Reading text:
Encyclopedia Mythologica – Gods and Heroes

February 24, 2010 at 9:22 pm (Book Review) (, , , )

I wasn’t quite sure what to expect when I opened up Encyclopedia Mythologica’s Gods and Heroes popup book by Matthew Reinhart and Robert Sabuda.  A giant popup Anubis was a delightful surprise on the first page.

The images in this work are bright, colorful, highly detailed and will easily engage the attention of readers young and old.  When I described this book to my friends, many of my adult friends expressed an interest in seeing it.  These images are also highly detailed and multilayered, and through several re-readings, I have seen different things within the illustrations and inside the popups.

Scattered around the many large and small pop up images are bits of information about culture, history and religion from the cultures that the main images come from.  Much of the information is accurate, though sparse.  These are more tidbits to awaken a young person’s curiosity about these ancient cultures than to be a main educational source.  If homeschooling young children, I think this would make an excellent foreshadowing activity before embarking on a unit about mythology.

One thing that truly brings a smile to my face is the wealth of tiny images in the smaller popups off to the side.  Some of these are very multilayered, and just today, when scanning the book for a third time as I am writing this review, I discovered another image that I had not yet seen before.  This book has the potential to reveal new secrets every time you look at it.

My favorite page by far, though I imagine given my user name, will hardly come as a surprise to my readers, is the page on the Norse Gods.  The brilliant center piece is the god Thor, with hammer Mjöllnir raised overhead.  The side panels reveal a colorful Asgard, Loki dressed in drag, and a Valkyrie racing into battle.

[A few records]
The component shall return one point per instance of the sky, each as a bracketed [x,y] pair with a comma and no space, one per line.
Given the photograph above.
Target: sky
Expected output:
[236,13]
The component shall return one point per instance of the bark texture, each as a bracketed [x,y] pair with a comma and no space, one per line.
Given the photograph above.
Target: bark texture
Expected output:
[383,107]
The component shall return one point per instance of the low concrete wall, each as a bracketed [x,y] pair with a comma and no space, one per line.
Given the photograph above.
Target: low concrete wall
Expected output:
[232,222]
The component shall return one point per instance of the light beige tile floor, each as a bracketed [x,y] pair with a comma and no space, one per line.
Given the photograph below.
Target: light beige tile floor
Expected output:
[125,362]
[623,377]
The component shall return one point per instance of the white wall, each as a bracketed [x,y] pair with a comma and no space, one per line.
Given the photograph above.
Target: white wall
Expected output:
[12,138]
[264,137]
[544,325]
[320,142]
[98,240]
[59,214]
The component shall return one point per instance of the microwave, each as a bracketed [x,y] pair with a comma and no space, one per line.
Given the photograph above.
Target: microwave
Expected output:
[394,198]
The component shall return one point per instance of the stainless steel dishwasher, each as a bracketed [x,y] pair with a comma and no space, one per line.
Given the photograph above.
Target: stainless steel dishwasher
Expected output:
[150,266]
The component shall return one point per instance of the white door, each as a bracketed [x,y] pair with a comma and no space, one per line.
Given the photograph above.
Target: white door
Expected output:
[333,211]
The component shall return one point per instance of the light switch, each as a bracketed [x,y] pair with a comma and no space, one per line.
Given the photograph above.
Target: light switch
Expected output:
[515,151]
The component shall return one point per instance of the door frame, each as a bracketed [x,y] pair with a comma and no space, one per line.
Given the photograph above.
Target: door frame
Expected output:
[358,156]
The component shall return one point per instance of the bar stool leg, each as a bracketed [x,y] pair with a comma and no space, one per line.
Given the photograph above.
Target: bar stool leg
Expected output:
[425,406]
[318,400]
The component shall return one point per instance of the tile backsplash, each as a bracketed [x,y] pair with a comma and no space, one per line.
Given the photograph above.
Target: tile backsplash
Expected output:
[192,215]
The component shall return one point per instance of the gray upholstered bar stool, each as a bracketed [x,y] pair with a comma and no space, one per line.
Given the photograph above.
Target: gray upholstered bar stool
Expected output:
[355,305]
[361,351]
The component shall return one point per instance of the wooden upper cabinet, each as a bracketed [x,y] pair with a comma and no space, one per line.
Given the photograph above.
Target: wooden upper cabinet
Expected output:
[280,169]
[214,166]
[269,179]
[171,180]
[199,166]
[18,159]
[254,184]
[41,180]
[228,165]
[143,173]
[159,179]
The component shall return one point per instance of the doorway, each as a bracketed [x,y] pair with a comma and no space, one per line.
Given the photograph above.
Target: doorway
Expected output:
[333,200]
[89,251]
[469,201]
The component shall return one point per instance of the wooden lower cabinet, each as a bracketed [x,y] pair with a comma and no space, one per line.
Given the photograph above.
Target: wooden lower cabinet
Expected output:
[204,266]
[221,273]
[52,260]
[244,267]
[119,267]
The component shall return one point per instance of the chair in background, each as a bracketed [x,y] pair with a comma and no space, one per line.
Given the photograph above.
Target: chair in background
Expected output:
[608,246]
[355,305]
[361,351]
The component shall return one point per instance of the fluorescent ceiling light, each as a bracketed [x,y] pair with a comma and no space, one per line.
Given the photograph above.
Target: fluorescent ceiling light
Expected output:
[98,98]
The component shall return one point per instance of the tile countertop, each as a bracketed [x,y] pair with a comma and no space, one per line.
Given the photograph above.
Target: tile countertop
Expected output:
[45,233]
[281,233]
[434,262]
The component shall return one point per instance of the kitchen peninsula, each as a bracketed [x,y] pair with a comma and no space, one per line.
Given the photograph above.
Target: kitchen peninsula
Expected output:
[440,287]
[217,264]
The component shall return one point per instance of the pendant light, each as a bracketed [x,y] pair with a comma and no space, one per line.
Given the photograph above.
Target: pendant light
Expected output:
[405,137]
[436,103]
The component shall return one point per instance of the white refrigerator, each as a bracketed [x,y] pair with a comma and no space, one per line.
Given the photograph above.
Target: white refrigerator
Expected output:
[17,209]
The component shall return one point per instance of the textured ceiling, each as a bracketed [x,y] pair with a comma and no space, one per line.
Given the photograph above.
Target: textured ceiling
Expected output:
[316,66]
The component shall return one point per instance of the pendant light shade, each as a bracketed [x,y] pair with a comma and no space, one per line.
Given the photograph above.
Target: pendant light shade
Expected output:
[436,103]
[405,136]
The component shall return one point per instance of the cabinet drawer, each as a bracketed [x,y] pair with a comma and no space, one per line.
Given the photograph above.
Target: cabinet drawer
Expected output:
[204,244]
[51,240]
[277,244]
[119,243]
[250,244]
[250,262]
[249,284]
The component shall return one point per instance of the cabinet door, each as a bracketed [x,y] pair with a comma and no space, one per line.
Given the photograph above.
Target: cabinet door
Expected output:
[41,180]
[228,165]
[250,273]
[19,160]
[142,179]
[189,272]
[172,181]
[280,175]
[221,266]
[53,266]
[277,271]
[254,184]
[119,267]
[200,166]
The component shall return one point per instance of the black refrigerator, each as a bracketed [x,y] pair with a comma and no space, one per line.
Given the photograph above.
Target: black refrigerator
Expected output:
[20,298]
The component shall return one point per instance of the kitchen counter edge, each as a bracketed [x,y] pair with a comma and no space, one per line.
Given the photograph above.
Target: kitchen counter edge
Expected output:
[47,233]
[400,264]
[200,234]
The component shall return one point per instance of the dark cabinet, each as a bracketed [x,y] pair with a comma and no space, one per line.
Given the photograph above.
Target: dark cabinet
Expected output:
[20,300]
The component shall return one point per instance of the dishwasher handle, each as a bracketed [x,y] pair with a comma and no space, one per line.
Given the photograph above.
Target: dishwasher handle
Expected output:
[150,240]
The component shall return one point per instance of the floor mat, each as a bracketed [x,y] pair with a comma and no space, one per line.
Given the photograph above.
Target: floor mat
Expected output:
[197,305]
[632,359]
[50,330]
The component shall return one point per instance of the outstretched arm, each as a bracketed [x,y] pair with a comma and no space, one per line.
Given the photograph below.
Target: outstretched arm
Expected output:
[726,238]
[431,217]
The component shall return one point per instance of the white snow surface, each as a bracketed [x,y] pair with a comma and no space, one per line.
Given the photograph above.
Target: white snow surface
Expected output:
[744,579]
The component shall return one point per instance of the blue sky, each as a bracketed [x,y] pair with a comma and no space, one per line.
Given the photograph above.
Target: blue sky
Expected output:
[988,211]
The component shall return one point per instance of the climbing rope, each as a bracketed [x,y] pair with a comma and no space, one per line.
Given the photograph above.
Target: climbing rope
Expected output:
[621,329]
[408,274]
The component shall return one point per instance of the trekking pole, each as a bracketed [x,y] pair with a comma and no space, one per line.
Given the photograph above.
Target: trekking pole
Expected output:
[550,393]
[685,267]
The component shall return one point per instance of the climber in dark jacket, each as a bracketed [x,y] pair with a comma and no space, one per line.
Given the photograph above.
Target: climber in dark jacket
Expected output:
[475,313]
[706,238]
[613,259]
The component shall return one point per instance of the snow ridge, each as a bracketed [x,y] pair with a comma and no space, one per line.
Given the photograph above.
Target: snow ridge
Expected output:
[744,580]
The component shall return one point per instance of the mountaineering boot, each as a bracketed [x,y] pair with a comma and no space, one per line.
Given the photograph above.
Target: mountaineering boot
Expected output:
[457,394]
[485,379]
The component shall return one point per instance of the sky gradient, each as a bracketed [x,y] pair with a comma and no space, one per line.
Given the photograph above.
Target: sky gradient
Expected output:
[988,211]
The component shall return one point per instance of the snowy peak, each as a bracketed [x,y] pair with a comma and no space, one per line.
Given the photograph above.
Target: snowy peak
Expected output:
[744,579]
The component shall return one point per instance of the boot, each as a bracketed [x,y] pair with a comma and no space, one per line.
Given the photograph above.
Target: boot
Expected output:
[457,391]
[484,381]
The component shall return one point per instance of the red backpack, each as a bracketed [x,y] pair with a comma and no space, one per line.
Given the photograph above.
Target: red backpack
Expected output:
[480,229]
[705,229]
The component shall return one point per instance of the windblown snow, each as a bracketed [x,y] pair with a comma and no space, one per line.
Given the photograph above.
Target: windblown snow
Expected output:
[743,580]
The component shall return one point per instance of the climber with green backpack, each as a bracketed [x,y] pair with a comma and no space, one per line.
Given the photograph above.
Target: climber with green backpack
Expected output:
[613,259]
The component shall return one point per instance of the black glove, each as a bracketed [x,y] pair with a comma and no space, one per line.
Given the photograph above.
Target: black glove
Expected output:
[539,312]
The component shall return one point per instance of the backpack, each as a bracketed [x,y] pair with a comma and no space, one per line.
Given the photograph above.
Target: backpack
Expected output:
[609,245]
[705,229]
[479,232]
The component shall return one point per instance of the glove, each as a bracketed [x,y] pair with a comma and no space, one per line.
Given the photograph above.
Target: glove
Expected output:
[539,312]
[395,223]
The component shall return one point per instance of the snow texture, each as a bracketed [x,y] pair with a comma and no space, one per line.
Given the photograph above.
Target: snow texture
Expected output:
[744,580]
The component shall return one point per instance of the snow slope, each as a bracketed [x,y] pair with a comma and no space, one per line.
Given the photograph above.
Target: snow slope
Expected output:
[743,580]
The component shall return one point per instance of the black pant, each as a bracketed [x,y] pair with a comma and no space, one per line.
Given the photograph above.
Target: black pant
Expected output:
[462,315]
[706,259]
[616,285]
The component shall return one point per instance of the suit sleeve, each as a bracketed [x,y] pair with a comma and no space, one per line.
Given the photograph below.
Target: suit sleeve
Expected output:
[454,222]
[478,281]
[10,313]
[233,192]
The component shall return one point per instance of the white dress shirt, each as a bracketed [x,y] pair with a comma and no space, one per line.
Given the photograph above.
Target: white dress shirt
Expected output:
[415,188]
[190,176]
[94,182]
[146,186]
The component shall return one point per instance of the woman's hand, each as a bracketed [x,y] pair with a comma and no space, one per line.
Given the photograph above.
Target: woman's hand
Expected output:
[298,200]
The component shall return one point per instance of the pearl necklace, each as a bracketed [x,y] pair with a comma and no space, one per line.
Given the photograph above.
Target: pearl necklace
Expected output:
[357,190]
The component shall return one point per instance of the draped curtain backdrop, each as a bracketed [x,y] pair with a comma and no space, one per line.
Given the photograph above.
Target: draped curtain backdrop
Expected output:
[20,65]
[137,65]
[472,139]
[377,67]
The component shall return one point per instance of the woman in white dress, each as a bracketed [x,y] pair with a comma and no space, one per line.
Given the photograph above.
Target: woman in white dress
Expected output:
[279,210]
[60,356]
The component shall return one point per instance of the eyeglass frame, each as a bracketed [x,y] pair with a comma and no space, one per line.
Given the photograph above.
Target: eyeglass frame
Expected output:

Prompt 1:
Answer these questions about the popup book review:
(a) What popup appears on the first page of the book?
(b) Who made the book?
(c) Which god is the centerpiece of the Norse page, and what is he holding?
Prompt 2: Extend the review of the Gods and Heroes popup book, picking up after its last sentence.

Response 1:
(a) A giant popup Anubis.
(b) Matthew Reinhart and Robert Sabuda.
(c) Thor, with the hammer Mjöllnir raised overhead.

Response 2:
The only things that I can find room to be critical on this particular book is that the balance of localities is about what you find in school text books.  A bit on Egypt, with a random panel on the Fertile Crescent thrown in, twice the amount of Greece/Rome as any other culture, Asian and New World mythologies all mashed together as if they are the same thing.  What would be more interesting to me is to see a separate book for each culture, going into more detail.  I would also be interested in seeing a works cited in the back, suggesting sources for children who would like to learn more.  However, this is not to take away from my opinion that this book is a stunning display of paper art that will captivate young imaginations and delight people of all ages.

At this point I will extend a word of caution.  Though the book is marked ages 5 and up, this is definitely a book to be read under adult supervision.  The pop up images are exceptionally complex and detailed, and fold back amazingly easily, but they *must* be opened and closed SLOWLY, or else risk damaging the art.  There are a wealth of hidden surprises in the smaller side panel popups, but these must be opened very carefully as they can get caught on the central popup.

Overall, this is a high quality book written with care to engage students in learning more about the past.  It is whimsical, funny, and brief enough to not exhaust the attention span of younger children, and I think it is bound to become a reading time favorite.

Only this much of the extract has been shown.